Task prompt. Your task is to repeat, word for word, the line containing "Target — flag pin" and all lines that follow it to the end of the material, and no other lines.

Stored records

* * * * * * *

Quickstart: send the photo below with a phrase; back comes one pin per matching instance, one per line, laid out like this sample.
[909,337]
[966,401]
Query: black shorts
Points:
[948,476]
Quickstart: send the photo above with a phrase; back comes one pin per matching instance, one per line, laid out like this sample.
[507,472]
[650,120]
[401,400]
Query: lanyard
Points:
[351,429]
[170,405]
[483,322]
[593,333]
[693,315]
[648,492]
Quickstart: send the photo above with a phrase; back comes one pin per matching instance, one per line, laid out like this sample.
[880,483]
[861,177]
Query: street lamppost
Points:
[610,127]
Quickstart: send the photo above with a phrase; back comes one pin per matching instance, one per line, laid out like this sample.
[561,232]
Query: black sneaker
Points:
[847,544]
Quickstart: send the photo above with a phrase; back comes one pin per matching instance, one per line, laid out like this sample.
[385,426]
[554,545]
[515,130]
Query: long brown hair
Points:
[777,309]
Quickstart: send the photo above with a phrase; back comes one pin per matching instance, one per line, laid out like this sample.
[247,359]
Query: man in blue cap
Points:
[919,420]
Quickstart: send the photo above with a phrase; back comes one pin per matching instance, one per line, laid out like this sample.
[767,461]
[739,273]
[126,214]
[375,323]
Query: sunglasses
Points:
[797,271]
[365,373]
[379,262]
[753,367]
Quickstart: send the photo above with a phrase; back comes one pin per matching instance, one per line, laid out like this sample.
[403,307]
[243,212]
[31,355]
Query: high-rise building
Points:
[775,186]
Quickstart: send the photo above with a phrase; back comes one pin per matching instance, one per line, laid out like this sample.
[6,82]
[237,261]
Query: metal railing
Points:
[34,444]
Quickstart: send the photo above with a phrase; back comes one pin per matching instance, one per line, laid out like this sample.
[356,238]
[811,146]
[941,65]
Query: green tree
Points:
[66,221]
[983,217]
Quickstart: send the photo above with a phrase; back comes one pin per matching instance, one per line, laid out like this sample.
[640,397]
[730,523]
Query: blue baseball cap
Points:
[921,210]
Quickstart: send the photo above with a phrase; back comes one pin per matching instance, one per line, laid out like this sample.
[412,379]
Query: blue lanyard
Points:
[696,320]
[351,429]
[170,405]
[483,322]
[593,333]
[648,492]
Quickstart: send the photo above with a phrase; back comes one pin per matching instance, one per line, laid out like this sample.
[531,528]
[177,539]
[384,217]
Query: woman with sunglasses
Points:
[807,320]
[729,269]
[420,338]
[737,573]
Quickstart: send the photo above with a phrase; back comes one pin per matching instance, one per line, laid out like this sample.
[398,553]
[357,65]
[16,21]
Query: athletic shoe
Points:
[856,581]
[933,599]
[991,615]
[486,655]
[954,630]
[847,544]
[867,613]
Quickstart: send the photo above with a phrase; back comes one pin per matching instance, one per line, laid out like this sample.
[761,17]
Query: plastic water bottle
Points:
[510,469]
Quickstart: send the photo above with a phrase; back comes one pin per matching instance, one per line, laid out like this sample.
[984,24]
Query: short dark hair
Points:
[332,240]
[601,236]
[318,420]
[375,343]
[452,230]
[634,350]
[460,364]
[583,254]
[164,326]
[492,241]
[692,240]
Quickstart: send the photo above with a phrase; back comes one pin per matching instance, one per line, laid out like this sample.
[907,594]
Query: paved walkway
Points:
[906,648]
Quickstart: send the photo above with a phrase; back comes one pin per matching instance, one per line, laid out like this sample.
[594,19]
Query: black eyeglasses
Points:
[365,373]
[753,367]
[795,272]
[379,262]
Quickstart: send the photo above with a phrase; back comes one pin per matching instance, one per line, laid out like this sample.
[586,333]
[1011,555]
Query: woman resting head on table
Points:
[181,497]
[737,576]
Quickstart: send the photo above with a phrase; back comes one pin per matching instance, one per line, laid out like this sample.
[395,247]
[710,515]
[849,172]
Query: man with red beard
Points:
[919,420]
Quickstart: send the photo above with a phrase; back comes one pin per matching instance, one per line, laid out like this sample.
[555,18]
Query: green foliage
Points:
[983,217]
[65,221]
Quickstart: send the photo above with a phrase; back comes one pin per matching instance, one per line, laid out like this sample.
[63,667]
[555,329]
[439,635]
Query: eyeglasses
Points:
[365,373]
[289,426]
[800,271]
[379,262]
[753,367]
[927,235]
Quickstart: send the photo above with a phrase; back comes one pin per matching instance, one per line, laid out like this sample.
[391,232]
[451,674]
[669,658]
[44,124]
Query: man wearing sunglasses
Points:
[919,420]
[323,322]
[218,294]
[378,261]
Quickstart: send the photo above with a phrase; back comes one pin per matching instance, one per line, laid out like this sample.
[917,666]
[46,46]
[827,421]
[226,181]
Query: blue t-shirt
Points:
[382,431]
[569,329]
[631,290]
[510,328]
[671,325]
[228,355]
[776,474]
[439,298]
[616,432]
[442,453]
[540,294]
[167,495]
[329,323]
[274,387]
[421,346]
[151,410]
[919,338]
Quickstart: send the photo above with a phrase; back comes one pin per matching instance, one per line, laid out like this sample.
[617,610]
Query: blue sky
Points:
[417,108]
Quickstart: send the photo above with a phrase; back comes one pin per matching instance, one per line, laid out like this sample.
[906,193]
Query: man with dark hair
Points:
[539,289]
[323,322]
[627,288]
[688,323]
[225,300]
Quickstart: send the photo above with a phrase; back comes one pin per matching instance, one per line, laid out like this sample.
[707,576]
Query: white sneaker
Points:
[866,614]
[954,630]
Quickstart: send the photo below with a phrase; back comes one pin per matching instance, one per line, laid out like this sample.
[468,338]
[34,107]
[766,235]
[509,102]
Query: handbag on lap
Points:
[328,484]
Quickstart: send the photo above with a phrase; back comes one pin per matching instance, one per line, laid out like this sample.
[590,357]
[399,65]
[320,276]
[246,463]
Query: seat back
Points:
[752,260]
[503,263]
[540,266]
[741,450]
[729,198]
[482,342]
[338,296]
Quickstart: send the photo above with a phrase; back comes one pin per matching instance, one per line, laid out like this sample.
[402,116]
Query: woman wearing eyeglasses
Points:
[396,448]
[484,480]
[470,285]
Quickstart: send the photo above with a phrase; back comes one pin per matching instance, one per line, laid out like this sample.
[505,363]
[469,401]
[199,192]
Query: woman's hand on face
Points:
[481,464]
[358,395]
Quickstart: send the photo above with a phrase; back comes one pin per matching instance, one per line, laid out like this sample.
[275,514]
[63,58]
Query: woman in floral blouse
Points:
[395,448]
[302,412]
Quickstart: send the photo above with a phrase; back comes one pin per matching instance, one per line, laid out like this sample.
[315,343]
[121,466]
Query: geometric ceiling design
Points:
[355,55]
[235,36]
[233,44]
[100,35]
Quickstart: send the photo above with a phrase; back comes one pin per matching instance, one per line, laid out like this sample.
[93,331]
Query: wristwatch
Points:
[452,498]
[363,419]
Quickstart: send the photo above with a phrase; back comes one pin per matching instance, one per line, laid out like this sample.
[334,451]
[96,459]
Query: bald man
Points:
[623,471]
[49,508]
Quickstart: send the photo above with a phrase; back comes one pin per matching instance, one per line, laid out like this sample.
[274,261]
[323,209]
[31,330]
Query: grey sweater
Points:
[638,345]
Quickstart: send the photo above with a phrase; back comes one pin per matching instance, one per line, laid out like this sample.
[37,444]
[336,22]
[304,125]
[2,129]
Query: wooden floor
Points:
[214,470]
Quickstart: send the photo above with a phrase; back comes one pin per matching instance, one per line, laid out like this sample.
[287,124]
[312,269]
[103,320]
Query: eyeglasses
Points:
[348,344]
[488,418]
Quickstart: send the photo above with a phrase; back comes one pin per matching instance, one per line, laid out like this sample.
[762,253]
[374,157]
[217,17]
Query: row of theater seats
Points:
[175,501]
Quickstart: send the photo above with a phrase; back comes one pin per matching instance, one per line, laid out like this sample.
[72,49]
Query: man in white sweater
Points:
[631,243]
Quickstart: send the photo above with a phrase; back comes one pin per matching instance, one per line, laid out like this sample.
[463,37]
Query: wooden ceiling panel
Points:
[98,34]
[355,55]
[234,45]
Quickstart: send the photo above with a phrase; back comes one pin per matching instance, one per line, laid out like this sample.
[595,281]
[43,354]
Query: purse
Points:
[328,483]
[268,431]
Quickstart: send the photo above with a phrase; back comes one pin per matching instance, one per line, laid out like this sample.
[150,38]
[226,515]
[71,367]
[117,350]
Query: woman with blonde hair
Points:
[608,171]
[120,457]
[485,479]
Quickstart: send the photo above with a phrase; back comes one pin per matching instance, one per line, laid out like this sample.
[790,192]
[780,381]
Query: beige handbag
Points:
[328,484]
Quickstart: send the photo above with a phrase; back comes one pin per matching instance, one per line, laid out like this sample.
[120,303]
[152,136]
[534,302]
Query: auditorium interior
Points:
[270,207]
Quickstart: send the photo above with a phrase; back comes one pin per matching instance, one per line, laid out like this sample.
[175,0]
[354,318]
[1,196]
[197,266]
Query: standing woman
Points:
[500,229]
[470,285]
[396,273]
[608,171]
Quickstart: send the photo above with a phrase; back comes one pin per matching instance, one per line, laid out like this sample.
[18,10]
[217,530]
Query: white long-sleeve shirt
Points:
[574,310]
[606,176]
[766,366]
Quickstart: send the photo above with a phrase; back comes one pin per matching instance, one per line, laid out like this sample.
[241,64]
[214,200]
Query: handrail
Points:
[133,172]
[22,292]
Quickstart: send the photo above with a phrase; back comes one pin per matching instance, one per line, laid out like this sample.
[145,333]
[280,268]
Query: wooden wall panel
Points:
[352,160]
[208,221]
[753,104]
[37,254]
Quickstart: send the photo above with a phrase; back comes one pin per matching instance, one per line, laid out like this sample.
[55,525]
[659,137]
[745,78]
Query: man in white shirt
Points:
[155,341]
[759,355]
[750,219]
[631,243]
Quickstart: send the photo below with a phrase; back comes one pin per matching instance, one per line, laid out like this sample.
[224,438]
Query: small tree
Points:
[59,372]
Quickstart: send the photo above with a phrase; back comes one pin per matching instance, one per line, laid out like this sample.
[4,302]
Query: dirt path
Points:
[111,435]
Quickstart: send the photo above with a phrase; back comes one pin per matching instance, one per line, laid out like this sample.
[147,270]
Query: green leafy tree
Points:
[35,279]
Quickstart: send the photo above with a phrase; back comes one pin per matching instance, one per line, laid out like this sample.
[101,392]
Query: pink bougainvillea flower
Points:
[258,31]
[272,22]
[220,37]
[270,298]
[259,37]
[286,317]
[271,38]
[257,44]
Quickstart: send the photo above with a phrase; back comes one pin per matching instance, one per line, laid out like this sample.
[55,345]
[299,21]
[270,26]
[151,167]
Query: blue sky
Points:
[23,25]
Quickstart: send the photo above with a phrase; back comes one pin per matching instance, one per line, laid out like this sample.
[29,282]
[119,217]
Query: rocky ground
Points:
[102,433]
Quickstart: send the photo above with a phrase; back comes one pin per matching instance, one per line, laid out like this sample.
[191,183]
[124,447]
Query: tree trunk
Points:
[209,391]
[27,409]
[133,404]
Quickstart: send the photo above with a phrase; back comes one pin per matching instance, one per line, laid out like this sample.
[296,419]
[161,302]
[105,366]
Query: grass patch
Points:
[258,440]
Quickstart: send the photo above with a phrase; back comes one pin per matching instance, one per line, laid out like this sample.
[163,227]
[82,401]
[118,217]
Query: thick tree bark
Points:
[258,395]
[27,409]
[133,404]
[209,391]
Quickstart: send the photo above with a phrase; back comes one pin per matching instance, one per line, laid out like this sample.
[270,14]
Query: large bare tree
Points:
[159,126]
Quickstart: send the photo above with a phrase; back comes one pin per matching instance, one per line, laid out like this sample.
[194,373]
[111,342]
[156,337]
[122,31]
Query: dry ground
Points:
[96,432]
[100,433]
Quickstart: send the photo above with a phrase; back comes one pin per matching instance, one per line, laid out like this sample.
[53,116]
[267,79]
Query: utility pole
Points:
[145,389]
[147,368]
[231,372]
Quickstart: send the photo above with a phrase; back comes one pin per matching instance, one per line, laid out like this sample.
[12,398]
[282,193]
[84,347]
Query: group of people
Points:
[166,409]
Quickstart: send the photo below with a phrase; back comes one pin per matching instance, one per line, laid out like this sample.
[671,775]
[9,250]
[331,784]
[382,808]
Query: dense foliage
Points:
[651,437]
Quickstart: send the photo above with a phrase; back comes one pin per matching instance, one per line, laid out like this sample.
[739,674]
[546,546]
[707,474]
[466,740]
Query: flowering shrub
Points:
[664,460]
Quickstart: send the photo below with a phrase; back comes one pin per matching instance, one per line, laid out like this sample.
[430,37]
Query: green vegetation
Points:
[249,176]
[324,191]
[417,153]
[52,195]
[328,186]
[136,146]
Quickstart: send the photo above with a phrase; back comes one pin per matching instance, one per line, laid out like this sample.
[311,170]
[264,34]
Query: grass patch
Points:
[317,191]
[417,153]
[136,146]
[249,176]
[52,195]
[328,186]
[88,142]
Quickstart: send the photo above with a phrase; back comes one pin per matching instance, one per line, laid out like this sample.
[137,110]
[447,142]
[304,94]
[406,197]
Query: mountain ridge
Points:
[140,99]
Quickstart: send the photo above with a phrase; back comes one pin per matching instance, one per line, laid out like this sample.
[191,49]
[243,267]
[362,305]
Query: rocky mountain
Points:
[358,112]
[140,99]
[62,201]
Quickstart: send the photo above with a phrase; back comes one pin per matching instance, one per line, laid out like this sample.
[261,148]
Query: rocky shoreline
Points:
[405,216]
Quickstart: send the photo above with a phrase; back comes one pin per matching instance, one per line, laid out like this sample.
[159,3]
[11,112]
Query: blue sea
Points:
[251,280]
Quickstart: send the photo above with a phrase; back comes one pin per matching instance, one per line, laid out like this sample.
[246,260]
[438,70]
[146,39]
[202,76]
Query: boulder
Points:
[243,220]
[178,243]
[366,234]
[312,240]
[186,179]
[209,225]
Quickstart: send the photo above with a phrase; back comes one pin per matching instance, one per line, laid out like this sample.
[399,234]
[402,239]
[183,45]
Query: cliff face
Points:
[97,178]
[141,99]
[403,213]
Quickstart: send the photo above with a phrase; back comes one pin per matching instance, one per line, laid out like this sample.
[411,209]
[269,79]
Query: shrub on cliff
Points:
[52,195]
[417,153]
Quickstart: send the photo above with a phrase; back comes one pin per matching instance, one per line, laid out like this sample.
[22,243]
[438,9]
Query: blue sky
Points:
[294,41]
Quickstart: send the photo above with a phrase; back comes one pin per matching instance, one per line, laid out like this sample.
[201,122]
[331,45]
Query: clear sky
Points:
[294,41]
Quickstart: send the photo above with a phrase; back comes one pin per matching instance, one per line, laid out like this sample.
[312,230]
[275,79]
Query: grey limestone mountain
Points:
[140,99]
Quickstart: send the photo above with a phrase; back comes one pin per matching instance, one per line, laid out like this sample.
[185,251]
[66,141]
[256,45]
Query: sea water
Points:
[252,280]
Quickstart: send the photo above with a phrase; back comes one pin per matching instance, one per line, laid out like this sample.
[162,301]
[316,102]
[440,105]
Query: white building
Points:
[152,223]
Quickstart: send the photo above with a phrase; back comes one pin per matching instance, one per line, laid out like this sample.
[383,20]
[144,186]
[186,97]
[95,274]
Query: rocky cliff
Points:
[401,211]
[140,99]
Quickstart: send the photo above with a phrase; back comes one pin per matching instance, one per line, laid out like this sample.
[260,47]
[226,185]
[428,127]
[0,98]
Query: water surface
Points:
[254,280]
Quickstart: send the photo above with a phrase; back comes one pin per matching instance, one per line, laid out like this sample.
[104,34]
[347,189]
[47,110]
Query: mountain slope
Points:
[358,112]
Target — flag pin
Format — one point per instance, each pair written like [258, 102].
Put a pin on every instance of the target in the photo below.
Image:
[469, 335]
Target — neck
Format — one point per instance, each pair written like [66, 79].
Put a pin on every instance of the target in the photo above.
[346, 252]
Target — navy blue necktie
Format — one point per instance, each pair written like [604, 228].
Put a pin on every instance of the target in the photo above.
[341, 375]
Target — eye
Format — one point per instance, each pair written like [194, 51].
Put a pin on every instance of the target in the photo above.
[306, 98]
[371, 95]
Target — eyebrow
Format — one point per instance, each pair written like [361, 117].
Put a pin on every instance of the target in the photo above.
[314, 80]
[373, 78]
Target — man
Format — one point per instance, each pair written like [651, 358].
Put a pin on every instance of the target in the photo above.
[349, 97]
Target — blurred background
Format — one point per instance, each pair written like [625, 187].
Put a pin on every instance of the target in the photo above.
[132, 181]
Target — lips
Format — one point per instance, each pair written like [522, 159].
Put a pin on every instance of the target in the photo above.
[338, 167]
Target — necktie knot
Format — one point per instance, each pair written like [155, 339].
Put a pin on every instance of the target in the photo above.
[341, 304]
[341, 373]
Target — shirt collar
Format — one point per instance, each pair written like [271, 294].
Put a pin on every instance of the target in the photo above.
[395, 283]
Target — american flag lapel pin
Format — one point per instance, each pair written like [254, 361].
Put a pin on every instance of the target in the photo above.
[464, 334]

* * * * * * *

The output.
Target — flag pin
Format — one point per instance, each pair written like [258, 102].
Put a pin on every instance of the target in the photo below.
Image:
[469, 335]
Target — neck
Format — one point per instance, each pair written like [66, 79].
Put a pin on every instance of the target in the photo above.
[346, 252]
Target — navy blue necktie
Format — one point per instance, each pair written like [604, 228].
Put a pin on every instance of the target in the photo above.
[341, 375]
Target — eye
Format — one point per instance, each pair written like [194, 51].
Put a pin on every instance of the target in the photo above.
[306, 98]
[371, 95]
Target — eyebrow
Format — one point per instance, each pair written like [361, 117].
Put a pin on every instance of the target in the photo above.
[314, 80]
[373, 78]
Target — man
Format — one point per instance, each pair written like [651, 358].
Put a pin on every instance of the target in the photo above.
[349, 97]
Target — blurred background
Format — one point per instance, each pair written like [625, 187].
Put a pin on every instance of the target in the photo above.
[132, 181]
Target — lips
Format — one point per instance, each pair written like [522, 159].
Put a pin on every instance of the target in the photo above.
[338, 167]
Target — necktie knot
Format — one point per instance, each pair written like [155, 339].
Put a pin on every instance of the target in the photo above.
[341, 304]
[341, 373]
Target — shirt collar
Format — one point per instance, each pair written like [271, 294].
Put a pin on every instance of the target in the photo above.
[395, 283]
Target — american flag lapel pin
Format — one point per instance, each pair written like [254, 361].
Put a pin on every instance of the target in the photo above.
[464, 334]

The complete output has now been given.